— TEKS YANG DIBERIKAN —

......

Tulisan Pertama dari Heri SS
[Alumnus Pasca Sarjana IPB dan Sekjen MSI, email kabarpangan.id@gmail.com]
BOGOR, SP – Di tengah hebohnya berita terkait makan bergizi gratis, susu dan aksi demo peternak beberapa bulan lalu hingga rencana impor 1,3 juta ekor sapi perah tahun 2025, peternak di Kampung Bojong Sempu, nyaris hanya pasrah. Pasrah dengan produksi susu yang makin terbatas dan juga berharap ada perubahan yang langsung dirasakan. Sejak akhir tahun 1960-an, para peternak sapi perah di Bojong Sempu, Desa Cilebut Barat, Kecamatan Sukaraja, Kabupaten Bogor, Jawa Barat, sudah terbiasa berjuang sendiri. Hal yang sama juga terjadi pada petani padi dengan pengairan yang cukup bagus hingga singkong dan jambu kristal yang cukup meluas di kawasan Cilebut dan Bojong Gede. Kemandirian mereka rupanya hanya bisa bertahan sekitar tiga dekade.
Seiring berjalannya waktu, memasuki tahun 2000-an, jumlah petani dan peternak pun terus berkurang. Umumnya kendala lahan yang bersaing dengan pemukiman, usaha tani-ternak yang dinilai lambat berkembang dan minimnya generasi penerus. Ratusan hektare lahan premium sepanjang Cilebut-Bojong Gede menjadi sasaran pemukiman kaum urban dari Jakarta dan sekitarnya. Akses kereta rel listrik (KRL) dan jalan tol yang semakin lancar menjadi faktor pendukung.

......

— DAFTAR HASIL EKSTRAKSI —
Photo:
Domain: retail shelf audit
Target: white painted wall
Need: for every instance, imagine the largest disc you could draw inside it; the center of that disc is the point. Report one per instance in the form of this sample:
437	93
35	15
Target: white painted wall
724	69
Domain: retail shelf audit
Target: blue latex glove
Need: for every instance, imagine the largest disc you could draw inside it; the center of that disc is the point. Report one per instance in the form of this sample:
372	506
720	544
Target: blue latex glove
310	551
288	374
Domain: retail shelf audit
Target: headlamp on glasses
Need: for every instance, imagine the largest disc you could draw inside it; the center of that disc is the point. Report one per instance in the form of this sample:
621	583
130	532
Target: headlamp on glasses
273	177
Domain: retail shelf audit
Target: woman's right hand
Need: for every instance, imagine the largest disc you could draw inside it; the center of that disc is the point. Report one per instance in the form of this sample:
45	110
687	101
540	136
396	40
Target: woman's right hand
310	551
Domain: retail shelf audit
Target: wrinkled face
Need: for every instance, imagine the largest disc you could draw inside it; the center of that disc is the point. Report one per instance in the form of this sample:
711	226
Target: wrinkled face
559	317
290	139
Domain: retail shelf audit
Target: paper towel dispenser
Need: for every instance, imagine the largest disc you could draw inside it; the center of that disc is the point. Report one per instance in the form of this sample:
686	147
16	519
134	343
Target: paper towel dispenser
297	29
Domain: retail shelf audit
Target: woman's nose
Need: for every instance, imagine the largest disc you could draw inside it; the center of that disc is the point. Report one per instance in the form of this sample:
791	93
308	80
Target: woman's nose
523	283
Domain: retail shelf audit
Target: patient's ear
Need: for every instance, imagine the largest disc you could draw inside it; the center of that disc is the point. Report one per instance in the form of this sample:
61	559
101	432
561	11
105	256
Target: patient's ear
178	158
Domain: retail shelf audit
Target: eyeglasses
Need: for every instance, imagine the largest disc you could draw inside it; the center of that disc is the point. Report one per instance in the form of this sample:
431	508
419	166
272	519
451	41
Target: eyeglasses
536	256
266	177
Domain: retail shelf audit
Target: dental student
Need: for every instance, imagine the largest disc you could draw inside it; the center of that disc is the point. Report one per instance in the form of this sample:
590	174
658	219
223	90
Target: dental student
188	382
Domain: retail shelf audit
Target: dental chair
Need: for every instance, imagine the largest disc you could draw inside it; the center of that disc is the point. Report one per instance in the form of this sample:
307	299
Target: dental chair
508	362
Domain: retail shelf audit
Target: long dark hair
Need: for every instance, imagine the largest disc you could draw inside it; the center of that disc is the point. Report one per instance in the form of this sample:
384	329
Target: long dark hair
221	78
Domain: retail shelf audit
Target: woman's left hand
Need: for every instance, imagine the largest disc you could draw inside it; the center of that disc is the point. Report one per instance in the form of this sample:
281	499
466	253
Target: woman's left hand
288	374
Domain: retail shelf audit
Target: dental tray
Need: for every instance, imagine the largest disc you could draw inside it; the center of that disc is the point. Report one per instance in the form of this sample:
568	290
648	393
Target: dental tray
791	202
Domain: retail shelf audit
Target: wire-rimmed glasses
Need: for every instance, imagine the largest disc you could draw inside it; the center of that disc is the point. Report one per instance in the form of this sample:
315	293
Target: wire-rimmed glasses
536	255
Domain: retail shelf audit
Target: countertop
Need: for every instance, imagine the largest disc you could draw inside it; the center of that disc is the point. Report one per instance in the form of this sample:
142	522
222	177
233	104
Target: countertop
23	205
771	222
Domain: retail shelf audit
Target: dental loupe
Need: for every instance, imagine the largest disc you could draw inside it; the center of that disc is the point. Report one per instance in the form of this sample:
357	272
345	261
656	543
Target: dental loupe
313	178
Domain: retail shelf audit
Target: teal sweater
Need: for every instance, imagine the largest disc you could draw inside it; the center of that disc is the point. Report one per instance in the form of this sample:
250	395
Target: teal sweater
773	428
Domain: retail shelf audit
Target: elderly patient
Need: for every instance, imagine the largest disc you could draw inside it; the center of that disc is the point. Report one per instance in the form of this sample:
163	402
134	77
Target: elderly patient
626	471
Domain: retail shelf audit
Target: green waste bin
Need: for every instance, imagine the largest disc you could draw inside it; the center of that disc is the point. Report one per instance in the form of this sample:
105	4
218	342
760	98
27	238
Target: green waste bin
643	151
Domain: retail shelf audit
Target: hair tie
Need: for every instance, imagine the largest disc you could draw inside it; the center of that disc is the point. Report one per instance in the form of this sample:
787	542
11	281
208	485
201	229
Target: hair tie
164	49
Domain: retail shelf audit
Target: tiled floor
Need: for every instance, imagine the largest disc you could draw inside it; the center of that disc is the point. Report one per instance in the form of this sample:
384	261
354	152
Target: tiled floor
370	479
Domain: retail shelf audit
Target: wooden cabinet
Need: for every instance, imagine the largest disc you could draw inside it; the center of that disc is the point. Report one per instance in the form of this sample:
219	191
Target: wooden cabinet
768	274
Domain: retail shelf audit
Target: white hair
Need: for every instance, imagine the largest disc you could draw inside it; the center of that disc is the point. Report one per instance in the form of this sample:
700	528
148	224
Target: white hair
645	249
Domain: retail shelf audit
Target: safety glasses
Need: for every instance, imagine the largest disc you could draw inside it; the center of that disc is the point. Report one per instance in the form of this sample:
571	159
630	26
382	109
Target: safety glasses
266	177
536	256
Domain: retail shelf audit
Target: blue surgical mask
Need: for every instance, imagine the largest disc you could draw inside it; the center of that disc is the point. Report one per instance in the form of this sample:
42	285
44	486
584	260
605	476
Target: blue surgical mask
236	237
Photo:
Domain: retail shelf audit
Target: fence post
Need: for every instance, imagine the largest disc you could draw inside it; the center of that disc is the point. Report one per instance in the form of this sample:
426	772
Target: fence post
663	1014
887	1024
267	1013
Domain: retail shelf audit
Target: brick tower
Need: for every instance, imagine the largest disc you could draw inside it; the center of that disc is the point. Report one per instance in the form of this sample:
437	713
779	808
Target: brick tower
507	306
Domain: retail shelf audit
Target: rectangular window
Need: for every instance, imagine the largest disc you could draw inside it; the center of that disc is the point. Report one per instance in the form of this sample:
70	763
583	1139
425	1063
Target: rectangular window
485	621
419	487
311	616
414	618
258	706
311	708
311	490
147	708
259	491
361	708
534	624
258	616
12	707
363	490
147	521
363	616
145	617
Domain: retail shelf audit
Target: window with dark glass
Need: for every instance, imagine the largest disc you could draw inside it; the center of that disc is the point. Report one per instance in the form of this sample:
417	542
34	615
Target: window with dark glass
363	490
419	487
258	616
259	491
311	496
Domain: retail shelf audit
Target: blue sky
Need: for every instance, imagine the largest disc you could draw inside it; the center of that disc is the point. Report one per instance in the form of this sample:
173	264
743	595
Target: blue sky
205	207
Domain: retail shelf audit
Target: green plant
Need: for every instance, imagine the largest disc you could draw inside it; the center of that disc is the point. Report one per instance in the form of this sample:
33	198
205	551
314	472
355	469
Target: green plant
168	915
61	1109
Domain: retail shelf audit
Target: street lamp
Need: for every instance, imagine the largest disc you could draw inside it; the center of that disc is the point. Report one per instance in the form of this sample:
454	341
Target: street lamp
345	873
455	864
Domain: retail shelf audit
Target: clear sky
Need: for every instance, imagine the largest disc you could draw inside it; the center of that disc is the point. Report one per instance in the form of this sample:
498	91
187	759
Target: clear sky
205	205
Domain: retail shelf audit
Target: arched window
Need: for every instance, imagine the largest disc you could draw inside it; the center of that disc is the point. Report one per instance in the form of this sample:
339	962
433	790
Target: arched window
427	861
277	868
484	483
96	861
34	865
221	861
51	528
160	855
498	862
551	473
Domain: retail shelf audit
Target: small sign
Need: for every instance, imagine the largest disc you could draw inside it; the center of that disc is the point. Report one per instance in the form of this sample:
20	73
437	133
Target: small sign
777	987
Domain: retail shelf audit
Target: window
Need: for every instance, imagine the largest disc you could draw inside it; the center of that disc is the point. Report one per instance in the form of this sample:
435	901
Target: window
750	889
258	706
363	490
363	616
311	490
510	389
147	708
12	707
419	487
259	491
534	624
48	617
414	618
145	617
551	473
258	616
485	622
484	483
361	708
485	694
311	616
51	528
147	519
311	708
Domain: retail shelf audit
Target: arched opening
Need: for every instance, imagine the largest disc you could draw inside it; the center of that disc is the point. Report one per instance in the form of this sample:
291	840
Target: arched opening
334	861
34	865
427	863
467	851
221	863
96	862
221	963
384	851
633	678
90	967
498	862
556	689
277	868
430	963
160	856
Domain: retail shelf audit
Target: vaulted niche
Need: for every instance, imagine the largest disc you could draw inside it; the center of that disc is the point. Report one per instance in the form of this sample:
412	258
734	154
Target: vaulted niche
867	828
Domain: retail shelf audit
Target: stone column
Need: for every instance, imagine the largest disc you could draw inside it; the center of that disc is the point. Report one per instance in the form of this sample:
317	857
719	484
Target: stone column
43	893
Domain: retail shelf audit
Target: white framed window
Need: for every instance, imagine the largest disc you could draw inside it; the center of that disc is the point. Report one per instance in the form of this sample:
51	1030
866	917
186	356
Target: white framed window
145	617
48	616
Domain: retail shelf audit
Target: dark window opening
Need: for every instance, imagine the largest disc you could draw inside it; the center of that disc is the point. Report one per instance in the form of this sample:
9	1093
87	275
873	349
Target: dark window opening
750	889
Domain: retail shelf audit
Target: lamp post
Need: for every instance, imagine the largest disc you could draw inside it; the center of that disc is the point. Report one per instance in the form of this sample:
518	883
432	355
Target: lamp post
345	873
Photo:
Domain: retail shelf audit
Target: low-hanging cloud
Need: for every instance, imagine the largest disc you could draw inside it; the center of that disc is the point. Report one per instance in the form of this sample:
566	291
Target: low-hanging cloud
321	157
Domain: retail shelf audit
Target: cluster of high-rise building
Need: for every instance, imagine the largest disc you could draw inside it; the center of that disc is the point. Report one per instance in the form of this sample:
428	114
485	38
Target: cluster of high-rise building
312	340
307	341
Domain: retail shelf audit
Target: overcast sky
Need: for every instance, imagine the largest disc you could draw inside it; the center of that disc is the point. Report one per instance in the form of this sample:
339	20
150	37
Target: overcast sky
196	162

......

— URAIAN TUGAS —
Bisakah Anda menuliskan kembali secara persis bagian teks tentang peternak sapi perah Bojong Sempu, mulai dari "Seiring berjalannya waktu, memasuki" dan berakhir pada "menjadi faktor pendukung."?

— JAWABAN TERTULIS —
Seiring berjalannya waktu, memasuki tahun 2000-an, jumlah petani dan peternak pun terus berkurang. Umumnya kendala lahan yang bersaing dengan pemukiman, usaha tani-ternak yang dinilai lambat berkembang dan minimnya generasi penerus. Ratusan hektare lahan premium sepanjang Cilebut-Bojong Gede menjadi sasaran pemukiman kaum urban dari Jakarta dan sekitarnya. Akses kereta rel listrik (KRL) dan jalan tol yang semakin lancar menjadi faktor pendukung.